**What needs to be done**. The response should consist solely of the line containing "Target: jacket zipper" and the lines after it through the end of the listing below, repeated exactly.

**Input for this task**.
• • •
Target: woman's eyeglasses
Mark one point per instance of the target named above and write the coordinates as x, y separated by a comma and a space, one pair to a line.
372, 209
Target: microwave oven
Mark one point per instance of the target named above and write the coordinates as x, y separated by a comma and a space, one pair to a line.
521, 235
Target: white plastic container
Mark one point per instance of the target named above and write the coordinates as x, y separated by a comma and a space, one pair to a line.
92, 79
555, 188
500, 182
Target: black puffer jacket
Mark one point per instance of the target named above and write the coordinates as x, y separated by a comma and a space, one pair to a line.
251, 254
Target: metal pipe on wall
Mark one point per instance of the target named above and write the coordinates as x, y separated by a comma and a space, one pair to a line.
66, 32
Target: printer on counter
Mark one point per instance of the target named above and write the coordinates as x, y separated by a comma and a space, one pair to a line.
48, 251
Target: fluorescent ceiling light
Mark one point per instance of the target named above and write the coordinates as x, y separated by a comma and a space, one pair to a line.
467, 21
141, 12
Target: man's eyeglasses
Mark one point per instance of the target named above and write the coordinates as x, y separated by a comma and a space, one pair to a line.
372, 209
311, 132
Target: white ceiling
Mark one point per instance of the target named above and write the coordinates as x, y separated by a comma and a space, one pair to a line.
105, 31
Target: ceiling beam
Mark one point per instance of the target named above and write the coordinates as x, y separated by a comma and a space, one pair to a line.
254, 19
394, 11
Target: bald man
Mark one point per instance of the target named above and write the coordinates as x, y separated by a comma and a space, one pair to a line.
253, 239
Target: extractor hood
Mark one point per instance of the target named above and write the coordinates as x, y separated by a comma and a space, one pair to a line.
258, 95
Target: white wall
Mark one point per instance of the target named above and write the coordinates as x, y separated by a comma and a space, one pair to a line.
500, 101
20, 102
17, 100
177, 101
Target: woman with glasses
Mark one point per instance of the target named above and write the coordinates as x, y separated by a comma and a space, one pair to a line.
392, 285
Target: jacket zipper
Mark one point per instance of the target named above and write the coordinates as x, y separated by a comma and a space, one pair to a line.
• • •
**Answer**.
Target: jacket zipper
Mark one point per instance of the target named above and write the coordinates as x, y separated by a comma and a space, one pair to a line.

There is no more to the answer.